Short problem 1:
Pick out every line of the listing below that contains the string "outline", matching case exactly, and copy each one unchanged.

It’s amazing what a little self reflection can uncover. For a long time, I operated as if I didn’t have control over my day-to-day life, over the commitments in my calendar, or the expectations I was trying to meet. My days were full of work, family responsibilities, social plans, trying to be present for everything and everyone. I said yes to it all because I wanted to feel like I was doing it right, like I wasn’t missing out, like I could look back and say I gave my all in every area of my life. But at the end of the day, I started to ask myself how present I actually was in all of it.


I began to notice I was moving through my life on cruise control, meeting expectations that once felt important but no longer aligned with where I was or what I needed. That’s when boundaries started to come into the picture, not as a hard stop or a rigid “no,” but as a way of checking in with myself. A way of asking what I was actually capable of giving, and what something might be costing me in return. For so long, I had been more focused on how my choices affected others than how they affected me. I wanted to be dependable, supportive, successful, the person who could do it all. I wanted the people around me to feel loved, supported, and taken care of, but I hadn’t been considering how much energy I was giving away, and at what expense to my own mental health and wellbeing.

Short problem 2:
Output the passage on self-reflection above from "I began to notice" to "health and wellbeing.", without changing any wording or punctuation.

Raw data:
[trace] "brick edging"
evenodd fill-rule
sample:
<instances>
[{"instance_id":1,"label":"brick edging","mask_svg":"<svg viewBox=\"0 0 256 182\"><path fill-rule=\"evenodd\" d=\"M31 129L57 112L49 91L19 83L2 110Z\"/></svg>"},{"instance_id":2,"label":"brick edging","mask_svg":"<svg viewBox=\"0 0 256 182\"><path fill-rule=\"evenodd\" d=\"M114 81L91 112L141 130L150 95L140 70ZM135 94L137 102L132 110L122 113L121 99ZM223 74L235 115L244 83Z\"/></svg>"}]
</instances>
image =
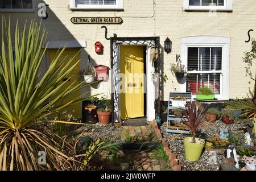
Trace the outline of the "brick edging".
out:
<instances>
[{"instance_id":1,"label":"brick edging","mask_svg":"<svg viewBox=\"0 0 256 182\"><path fill-rule=\"evenodd\" d=\"M158 123L156 121L154 120L152 124L152 127L155 130L155 133L158 136L158 139L161 141L164 146L164 150L166 151L167 156L169 156L168 164L169 167L172 171L181 171L180 165L178 164L177 159L176 157L176 154L172 152L169 148L169 142L166 140L166 139L163 138L162 136L161 131L158 128Z\"/></svg>"}]
</instances>

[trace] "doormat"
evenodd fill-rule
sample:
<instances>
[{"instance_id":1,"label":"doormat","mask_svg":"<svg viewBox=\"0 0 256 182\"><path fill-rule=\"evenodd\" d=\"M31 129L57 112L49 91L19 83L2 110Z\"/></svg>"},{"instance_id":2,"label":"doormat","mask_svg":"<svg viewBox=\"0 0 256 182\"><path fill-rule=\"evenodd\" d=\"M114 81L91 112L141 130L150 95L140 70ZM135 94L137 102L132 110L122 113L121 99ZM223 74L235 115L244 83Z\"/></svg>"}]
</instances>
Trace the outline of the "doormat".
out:
<instances>
[{"instance_id":1,"label":"doormat","mask_svg":"<svg viewBox=\"0 0 256 182\"><path fill-rule=\"evenodd\" d=\"M146 119L133 119L126 120L123 123L123 126L147 126L148 125L148 122Z\"/></svg>"}]
</instances>

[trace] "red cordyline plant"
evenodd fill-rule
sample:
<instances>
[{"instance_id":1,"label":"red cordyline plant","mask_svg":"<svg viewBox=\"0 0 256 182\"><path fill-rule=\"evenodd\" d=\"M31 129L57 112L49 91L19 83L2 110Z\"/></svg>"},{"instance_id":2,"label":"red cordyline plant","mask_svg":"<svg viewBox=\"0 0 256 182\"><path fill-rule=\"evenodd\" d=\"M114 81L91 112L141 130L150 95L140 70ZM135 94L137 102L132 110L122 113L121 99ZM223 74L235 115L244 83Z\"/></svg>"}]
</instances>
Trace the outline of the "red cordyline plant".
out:
<instances>
[{"instance_id":1,"label":"red cordyline plant","mask_svg":"<svg viewBox=\"0 0 256 182\"><path fill-rule=\"evenodd\" d=\"M187 109L180 108L182 110L181 114L181 121L183 126L189 129L191 132L192 142L196 142L196 131L202 126L205 121L204 117L204 109L199 106L197 109L195 102L188 102Z\"/></svg>"}]
</instances>

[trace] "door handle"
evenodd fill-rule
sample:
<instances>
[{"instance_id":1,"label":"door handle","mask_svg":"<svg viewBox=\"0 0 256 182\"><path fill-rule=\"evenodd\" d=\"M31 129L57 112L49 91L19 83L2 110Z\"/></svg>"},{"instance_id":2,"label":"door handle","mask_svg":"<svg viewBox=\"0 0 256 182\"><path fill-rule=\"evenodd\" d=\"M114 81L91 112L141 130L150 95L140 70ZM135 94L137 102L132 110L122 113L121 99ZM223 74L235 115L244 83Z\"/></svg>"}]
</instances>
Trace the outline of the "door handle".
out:
<instances>
[{"instance_id":1,"label":"door handle","mask_svg":"<svg viewBox=\"0 0 256 182\"><path fill-rule=\"evenodd\" d=\"M128 84L128 87L135 87L137 85L137 84L131 84L131 83Z\"/></svg>"},{"instance_id":2,"label":"door handle","mask_svg":"<svg viewBox=\"0 0 256 182\"><path fill-rule=\"evenodd\" d=\"M68 78L64 78L62 81L67 81L67 80L68 80L68 81L70 81L70 79L68 79Z\"/></svg>"}]
</instances>

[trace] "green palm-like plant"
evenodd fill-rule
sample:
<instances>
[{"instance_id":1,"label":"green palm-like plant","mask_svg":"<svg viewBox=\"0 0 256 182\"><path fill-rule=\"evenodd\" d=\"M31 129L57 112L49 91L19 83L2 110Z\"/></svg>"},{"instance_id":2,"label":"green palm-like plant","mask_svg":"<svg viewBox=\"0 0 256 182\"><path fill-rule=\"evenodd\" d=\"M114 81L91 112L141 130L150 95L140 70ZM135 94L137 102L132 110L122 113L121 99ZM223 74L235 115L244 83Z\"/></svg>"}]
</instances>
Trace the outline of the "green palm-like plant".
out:
<instances>
[{"instance_id":1,"label":"green palm-like plant","mask_svg":"<svg viewBox=\"0 0 256 182\"><path fill-rule=\"evenodd\" d=\"M38 129L36 125L56 110L93 97L88 97L88 93L85 93L61 105L57 104L57 101L89 84L84 81L77 85L74 81L67 88L64 87L69 79L63 80L71 77L72 69L79 64L77 61L71 65L73 58L64 64L60 56L65 48L59 51L46 73L39 79L39 68L47 48L47 46L42 48L46 40L46 30L32 20L28 30L25 24L20 34L17 21L15 39L12 40L10 19L9 24L5 18L2 22L0 170L63 169L64 164L72 158L60 151L61 147L58 147L52 135ZM46 111L52 106L50 111ZM46 166L38 163L39 151L46 153Z\"/></svg>"}]
</instances>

Full solution 1:
Trace the outline of the "brick edging".
Trace the outline of the "doormat".
Trace the outline of the "red cordyline plant".
Trace the outline of the "door handle".
Trace the outline of the "green palm-like plant".

Full solution 2:
I began to notice I was moving through my life on cruise control, meeting expectations that once felt important but no longer aligned with where I was or what I needed. That’s when boundaries started to come into the picture, not as a hard stop or a rigid “no,” but as a way of checking in with myself. A way of asking what I was actually capable of giving, and what something might be costing me in return. For so long, I had been more focused on how my choices affected others than how they affected me. I wanted to be dependable, supportive, successful, the person who could do it all. I wanted the people around me to feel loved, supported, and taken care of, but I hadn’t been considering how much energy I was giving away, and at what expense to my own mental health and wellbeing.